| Text to read |
## Start
Step by step solution

01

Find the total charge passed during electrolysis

The total charge (Q) passed during electrolysis can be found using the formula: \[ Q = I \times t \] where \( I \) is the current in amperes and \( t \) is the time in seconds. Given current \( I = 7.5 \times 10^{4} \mathrm{~A} \) and time \( t = 24 \mathrm{~hours} \). We need to convert the time into seconds: \[ t = 24 \mathrm{~h} \times \frac{3600 \mathrm{~s}}{1 \mathrm{~h}} = 86400 \mathrm{~s} \] Now, calculate the total charge: \[ Q = (7.5 \times 10^{4} \mathrm{~A}) \times (86400 \mathrm{~s}) = 6.48 \times 10^{9} \mathrm{~C} \]
02

Calculate the charge passed during Li formation considering cell efficiency

The cell is 85% efficient, so we need to find the effective charge (Q') that is used in Li formation by multiplying the total charge by the cell efficiency: \[Q' = Q \times \frac{85}{100} \] \[Q' = (6.48 \times 10^{9} \mathrm{~C}) \times 0.85 = 5.508 \times 10^{9} \mathrm{~C} \]
03

Use Faraday's laws of electrolysis to calculate the amount of substance of Li formed

From Faraday's laws of electrolysis, the amount of substance (in moles) of Li formed can be calculated using: \[ n = \frac{Q'}{zF} \] Where: - \( n \) is the amount of substance of lithium formed (in moles) - \( Q' \) is the effective charge in coulombs - \( z \) is the number of electrons transferred in the reduction half-reaction (for Li, \( z = 1 \) since the reaction is \( \mathrm{Li^{+} + e^{-} \rightarrow Li} \)) - \( F \) is the Faraday constant, which is \( 9.6485 \times 10^{4} \mathrm{~C/mol} \) Now, calculate the amount of substance of Li formed: \[ n = \frac{5.508 \times 10^{9} \mathrm{~C}}{(1)(9.6485 \times 10^{4} \mathrm{~C/mol})} = 5.703 \times 10^{4} \mathrm{~mol} \]
04

Calculate the mass of Li formed

The mass of lithium (m) formed can be calculated using: \[ m = n \times M \] Where: - \( m \) is the mass of lithium in grams - \( n \) is the amount of substance of lithium formed (from Step 3) - \( M \) is the molar mass of lithium, which is \( 6.94 \mathrm{~g/mol} \) Now, calculate the mass of Li formed: \[ m = (5.703 \times 10^{4} \mathrm{~mol}) \times (6.94 \mathrm{~g/mol}) = 3.96 \times 10^{5} \mathrm{~g} \] Thus, the mass of Li formed by electrolysis is \( 3.96 \times 10^{5} \mathrm{~g} \).
## End
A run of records
## Start
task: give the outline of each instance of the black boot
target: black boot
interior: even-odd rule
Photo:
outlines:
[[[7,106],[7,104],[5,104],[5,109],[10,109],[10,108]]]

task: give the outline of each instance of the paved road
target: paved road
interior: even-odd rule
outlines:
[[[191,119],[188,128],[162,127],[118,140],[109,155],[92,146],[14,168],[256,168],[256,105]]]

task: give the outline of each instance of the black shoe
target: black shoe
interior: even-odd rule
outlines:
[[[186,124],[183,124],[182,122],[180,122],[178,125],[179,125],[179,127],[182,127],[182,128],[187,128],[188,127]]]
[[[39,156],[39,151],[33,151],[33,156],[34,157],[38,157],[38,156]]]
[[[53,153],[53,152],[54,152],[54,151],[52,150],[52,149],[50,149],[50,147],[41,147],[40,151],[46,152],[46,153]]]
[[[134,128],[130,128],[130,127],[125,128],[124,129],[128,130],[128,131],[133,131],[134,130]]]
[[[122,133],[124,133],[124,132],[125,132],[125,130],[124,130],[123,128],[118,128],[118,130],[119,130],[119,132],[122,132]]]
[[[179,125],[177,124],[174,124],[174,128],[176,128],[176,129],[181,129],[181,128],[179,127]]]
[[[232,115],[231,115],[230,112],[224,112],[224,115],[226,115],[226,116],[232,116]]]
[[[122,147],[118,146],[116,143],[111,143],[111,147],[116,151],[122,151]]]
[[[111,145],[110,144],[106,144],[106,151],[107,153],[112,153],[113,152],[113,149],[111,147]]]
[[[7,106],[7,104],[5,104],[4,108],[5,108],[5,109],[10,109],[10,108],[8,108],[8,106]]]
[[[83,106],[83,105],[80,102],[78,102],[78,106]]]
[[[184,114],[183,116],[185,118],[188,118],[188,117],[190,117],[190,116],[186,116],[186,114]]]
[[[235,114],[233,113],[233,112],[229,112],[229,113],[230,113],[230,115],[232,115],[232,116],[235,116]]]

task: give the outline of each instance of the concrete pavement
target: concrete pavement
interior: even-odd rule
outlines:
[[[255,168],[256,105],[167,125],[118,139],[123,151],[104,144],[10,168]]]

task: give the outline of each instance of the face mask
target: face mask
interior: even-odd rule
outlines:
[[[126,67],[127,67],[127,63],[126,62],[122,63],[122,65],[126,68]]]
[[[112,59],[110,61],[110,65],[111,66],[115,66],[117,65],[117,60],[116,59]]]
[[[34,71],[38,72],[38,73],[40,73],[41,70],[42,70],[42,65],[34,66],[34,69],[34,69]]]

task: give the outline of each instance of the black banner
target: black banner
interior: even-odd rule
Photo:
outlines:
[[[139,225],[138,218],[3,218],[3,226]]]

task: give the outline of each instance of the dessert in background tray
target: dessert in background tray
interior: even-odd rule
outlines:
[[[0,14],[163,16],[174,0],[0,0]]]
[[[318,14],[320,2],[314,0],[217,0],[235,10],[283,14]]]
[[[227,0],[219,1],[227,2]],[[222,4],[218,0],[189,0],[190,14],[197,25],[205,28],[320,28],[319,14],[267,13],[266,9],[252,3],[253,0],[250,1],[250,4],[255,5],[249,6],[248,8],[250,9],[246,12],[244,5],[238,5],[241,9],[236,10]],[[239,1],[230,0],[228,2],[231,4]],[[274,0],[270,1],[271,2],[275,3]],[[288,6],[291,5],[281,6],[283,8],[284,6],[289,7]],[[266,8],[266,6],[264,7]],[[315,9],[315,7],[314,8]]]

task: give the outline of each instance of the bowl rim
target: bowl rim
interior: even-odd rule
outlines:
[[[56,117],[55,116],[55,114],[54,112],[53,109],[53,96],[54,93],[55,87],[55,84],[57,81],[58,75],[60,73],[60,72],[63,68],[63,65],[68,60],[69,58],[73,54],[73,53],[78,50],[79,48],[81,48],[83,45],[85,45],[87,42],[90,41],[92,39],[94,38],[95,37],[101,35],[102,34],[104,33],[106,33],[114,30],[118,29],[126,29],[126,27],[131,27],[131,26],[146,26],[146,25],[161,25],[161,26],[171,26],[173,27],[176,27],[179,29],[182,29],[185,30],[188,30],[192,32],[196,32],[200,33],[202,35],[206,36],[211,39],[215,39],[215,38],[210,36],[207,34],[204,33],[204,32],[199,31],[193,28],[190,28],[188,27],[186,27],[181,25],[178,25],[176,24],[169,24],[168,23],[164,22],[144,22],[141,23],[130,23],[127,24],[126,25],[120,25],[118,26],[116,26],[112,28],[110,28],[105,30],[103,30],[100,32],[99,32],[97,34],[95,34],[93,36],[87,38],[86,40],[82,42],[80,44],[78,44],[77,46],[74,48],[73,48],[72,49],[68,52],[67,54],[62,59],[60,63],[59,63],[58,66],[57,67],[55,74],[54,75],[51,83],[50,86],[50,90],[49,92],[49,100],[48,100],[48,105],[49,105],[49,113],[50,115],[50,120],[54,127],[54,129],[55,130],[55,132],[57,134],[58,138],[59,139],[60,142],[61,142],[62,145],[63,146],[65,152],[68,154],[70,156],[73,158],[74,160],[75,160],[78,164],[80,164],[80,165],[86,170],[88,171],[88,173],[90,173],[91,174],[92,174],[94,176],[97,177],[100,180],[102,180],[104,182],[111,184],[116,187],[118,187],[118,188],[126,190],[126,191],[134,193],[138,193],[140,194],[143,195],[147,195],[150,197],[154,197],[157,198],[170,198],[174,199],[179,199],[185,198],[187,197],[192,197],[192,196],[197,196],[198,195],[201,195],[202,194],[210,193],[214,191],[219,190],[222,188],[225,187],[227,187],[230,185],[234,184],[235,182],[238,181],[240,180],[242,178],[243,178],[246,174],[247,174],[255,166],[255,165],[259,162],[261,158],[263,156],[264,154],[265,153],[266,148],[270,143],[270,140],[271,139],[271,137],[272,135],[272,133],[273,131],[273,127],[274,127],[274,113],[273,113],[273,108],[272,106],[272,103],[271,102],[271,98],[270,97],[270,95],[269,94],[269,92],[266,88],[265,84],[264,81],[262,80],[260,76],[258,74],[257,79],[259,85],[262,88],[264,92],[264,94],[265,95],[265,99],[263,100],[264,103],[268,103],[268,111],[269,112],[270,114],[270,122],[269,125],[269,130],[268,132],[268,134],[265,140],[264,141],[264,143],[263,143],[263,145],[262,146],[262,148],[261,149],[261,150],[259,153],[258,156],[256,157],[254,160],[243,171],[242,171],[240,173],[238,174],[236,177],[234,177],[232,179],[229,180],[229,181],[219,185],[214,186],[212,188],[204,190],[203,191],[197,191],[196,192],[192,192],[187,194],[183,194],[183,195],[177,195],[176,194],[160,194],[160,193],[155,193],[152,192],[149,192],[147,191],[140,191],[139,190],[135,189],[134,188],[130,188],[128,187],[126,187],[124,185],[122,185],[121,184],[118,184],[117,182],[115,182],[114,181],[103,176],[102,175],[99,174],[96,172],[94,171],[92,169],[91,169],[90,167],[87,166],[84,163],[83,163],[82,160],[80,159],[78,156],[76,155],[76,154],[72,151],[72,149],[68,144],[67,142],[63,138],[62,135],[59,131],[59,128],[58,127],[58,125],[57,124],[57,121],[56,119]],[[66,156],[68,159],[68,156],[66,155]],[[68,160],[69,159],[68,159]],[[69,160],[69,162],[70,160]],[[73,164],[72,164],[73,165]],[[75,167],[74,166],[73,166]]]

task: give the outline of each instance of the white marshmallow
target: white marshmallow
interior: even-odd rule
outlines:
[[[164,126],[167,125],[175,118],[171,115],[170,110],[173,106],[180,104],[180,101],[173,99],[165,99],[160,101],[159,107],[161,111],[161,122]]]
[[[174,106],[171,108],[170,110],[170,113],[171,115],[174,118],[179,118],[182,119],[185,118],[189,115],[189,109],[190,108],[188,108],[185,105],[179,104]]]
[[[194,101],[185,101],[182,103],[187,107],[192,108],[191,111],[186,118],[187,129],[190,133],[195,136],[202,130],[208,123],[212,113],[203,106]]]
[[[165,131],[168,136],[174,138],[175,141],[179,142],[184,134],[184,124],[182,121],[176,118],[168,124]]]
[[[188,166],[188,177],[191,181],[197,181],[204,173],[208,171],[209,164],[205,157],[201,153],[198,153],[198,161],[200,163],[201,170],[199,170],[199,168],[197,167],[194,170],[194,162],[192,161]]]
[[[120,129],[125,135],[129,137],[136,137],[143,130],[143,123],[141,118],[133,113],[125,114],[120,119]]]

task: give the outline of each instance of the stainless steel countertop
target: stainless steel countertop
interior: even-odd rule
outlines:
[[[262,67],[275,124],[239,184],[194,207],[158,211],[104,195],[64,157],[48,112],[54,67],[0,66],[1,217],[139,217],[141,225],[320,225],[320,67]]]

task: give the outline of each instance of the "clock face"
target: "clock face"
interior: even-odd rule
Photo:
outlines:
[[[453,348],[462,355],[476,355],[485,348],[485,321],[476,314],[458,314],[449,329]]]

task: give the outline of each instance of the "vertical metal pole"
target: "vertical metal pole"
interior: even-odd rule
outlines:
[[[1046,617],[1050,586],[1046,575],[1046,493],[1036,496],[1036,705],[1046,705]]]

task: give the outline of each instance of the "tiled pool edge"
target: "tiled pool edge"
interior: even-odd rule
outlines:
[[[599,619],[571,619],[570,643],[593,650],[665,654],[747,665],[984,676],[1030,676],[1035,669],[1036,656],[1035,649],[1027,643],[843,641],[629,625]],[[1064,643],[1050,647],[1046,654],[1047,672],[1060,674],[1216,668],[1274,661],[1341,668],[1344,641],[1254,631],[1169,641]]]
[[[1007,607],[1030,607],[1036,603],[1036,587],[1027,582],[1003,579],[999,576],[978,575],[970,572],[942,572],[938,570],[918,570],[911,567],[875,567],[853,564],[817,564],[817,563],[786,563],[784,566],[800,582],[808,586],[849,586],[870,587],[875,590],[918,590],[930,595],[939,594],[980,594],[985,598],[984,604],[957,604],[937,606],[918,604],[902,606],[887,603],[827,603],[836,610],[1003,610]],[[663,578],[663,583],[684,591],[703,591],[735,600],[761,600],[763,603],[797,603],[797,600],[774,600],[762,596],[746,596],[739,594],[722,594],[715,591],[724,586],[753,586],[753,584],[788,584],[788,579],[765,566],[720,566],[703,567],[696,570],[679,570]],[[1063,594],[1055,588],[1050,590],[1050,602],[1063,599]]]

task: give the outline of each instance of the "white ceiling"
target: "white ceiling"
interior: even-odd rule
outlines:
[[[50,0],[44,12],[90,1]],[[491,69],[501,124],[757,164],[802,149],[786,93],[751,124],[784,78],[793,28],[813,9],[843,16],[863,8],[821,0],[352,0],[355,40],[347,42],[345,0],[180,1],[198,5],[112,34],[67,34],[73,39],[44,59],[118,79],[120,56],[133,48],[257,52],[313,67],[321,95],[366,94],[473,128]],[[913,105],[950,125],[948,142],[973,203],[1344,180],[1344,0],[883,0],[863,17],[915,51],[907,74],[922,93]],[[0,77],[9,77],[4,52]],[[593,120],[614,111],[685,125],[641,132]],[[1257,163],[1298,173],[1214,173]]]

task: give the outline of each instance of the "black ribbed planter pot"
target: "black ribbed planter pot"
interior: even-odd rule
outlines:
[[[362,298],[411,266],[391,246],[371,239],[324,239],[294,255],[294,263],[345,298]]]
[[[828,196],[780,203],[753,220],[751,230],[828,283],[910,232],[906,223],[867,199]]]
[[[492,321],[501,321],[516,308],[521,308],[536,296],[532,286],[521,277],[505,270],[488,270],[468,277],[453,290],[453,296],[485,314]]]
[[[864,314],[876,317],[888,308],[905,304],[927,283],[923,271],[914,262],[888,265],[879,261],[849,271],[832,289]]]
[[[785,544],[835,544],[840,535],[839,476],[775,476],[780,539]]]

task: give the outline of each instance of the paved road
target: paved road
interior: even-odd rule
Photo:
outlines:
## End
| Problem |
Extend the worked solution on the mass of lithium produced by electrolysis, picking up after its final sentence.

| Exercise output |
05

Calculate the minimum voltage required

The reduction half-reaction of Li is: \[ \mathrm{Li^{+} + e^{-} \rightarrow Li} \] The standard electrode potential for the reduction of Li is \( -3.04 \mathrm{~V} \) (data from the standard reduction potential table). However, since the given reaction is an electrolysis (non-spontaneous) reaction, the minimum voltage required is at least the positive value of the standard electrode potential, which is: \[ V_{min} = |-3.04 \mathrm{~V}| = 3.04 \mathrm{~V} \] So, the minimum voltage required to drive the reaction is \( 3.04 \mathrm{~V} \).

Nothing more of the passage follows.